But antibiotics are not the only way the balance within us can be disrupted. Cesarean deliveries, which have soared in recent decades, encourage the growth of microbes from the mother’s skin, instead of from the birth canal, in the baby’s gut, Dr. Blaser said in an interview.
This change in microbiota can reshape an infant’s metabolism and immune system. A recent review of 15 studies involving 163,796 births found that, compared with babies delivered vaginally, those born by cesarean section were 26 percent more likely to be overweight and 22 percent more likely to be obese as adults.
The placenta has a microbiome of its own, researchers have discovered, which may also contribute to the infant’s gut health and help mitigate the microbial losses caused by cesarean sections.
Other studies have found major differences in the microorganisms living in the guts of normal-weight and obese individuals. Although such studies cannot tell which came first — the weight problem or the changed microbiota — studies indicate obese mice have gut bacteria that are better able to extract calories from food.

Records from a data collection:
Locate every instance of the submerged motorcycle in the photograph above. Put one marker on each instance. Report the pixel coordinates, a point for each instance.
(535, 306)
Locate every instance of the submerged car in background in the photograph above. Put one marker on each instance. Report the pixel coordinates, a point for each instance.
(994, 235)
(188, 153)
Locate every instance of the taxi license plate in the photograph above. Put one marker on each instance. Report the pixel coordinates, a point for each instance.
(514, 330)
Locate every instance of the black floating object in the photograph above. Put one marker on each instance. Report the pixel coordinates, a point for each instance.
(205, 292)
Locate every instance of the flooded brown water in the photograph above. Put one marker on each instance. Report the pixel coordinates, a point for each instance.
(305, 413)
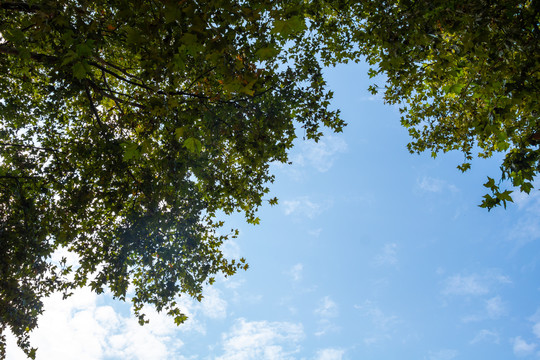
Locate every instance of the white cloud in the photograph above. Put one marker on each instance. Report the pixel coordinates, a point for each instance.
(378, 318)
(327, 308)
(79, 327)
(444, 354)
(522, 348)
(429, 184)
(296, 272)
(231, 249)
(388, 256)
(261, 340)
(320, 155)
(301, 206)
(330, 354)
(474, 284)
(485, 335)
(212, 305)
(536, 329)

* * *

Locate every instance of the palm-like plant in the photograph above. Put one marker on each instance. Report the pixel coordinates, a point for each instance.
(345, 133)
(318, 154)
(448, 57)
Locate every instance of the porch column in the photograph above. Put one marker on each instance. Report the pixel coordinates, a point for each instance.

* * *

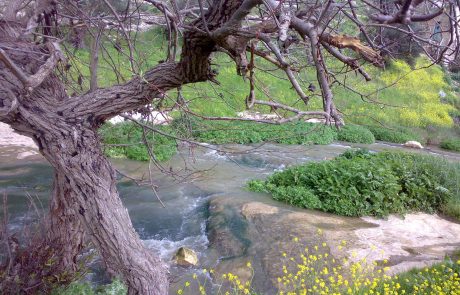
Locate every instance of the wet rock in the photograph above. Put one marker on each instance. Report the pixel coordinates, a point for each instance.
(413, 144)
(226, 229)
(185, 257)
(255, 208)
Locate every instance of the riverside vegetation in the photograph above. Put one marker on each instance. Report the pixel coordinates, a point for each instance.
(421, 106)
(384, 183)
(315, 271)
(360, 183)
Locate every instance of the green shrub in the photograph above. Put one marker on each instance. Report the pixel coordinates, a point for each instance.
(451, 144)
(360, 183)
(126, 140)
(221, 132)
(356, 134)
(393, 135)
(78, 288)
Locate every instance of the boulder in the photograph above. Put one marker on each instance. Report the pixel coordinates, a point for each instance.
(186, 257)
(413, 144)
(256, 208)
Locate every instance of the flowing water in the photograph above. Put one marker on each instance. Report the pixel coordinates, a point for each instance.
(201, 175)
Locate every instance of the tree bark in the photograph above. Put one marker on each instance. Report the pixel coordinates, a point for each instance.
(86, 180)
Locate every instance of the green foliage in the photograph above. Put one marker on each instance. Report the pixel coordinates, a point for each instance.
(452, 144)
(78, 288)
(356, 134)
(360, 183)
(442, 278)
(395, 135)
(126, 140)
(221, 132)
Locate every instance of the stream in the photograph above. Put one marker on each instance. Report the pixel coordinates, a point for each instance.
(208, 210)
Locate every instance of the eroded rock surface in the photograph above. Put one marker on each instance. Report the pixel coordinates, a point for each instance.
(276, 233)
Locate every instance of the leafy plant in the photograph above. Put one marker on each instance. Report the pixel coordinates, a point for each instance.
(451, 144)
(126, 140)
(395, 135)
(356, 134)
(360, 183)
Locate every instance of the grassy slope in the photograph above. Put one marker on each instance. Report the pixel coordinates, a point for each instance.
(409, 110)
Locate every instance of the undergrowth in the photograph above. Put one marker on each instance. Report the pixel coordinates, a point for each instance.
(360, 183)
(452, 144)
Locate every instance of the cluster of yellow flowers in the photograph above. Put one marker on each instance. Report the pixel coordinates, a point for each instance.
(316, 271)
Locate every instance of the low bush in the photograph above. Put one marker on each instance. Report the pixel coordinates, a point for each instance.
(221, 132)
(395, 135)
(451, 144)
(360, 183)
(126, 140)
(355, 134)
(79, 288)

§ Set of tasks
1/ Answer these questions from the gut microbe passage:
(a) How many births were covered by the review of 15 studies?
(b) How much more likely to be obese as adults were babies born by cesarean section?
(c) What are the gut bacteria of obese mice better able to do?
2/ Rewrite the paragraph of the gut microbe passage that begins "This change in microbiota" as a short list, keeping its main facts.
3/ Carry on the passage about gut microbes from its last sentence.

§ Answers by item
1/
(a) 163,796 births.
(b) 22 percent more likely.
(c) Extract calories from food.

2/
- Changes in gut microbes can reshape a baby's metabolism and immune system.
- A review of 15 studies covered 163,796 births.
- Compared with babies born vaginally, those born by cesarean section were, as adults:
  - 26 percent more likely to be overweight
  - 22 percent more likely to be obese

3/
Further evidence of a link to obesity comes from farm animals. About three-fourths of the antibiotics sold in the United States are used in livestock. These antibiotics change the animals’ microbiota, hastening their growth.
When mice are given the same antibiotics used on livestock, the metabolism of their liver changes, stimulating an increase in body fat, Dr. Blaser said.
Even more serious is the increasing number of serious disorders now linked to a distortion in the microbial balance in the human gut. They include several that are becoming more common in developed countries: gastrointestinal ailments like Crohn’s disease, ulcerative colitis and celiac disease; cardiovascular disease; nonalcoholic fatty liver disease; digestive disorders like chronic reflux; autoimmune diseases like multiple sclerosis and rheumatoid arthritis; and asthma and allergies.
Some researchers have even speculated that disruptions of gut microbiota play a role in celiac disease and the resulting explosion in demand for gluten-free foods even among people without this disease. In a mouse model of Type 1 diabetes, treating the animals with antibiotics accelerates the development of the disease, Dr. Blaser said.
He and other researchers, including a team from Switzerland and Germany, have also linked the serious rise in asthma rates to the “rapid disappearance of Helicobacter pylori, a bacterial pathogen that persistently colonizes the human stomach, from Western societies.” Once, virtually everyone harbored this microbe, which European researchers have shown protected mice from developing hallmarks of allergic asthma.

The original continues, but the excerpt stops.